● PROVIDED RECORDS:
-----

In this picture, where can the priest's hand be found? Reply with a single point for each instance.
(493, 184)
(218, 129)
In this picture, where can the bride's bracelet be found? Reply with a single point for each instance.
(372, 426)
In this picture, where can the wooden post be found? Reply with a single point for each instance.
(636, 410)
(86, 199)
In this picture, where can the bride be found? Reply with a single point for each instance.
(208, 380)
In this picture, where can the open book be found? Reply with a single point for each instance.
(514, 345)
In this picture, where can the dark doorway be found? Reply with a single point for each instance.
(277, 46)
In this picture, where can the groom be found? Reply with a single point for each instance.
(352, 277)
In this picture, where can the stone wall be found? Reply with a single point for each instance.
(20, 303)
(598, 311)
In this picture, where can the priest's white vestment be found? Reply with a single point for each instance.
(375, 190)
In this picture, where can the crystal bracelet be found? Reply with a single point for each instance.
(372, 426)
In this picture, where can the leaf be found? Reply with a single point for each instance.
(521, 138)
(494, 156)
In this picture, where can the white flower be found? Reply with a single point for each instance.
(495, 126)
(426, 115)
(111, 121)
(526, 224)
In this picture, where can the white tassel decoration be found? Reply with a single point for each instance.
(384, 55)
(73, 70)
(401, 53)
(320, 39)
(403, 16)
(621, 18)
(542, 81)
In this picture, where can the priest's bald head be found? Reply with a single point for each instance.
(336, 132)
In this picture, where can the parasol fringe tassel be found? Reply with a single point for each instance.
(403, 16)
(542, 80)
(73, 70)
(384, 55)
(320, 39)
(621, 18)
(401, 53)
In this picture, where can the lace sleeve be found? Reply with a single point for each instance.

-----

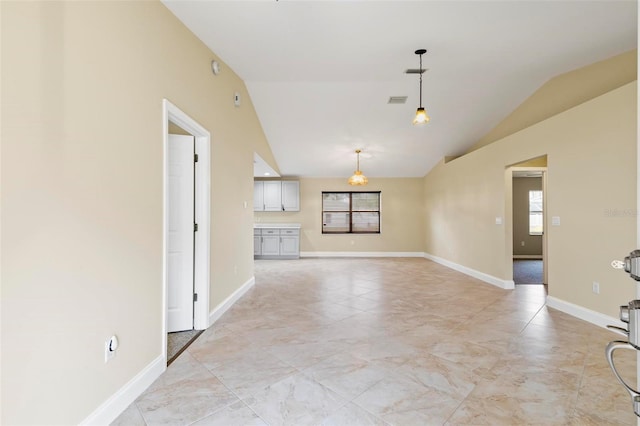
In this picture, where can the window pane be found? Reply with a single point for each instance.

-----

● PROBLEM DESCRIPTION: Working from the data above, extract solely the lines from the one containing "In this picture, where can the priest's bald" through the one containing "In this picture, where can the lace", exactly as they appear, both included.

● ANSWER FOR THE TASK:
In this picture, where can the priest's bald head be found? Reply with a single point for each instance.
(336, 132)
In this picture, where can the parasol fringe tassel be found? Reply with a single point for each instance.
(403, 16)
(542, 80)
(73, 70)
(384, 55)
(320, 39)
(621, 18)
(401, 53)
In this picture, where can the lace sleeve be found? Reply with a single point for each instance.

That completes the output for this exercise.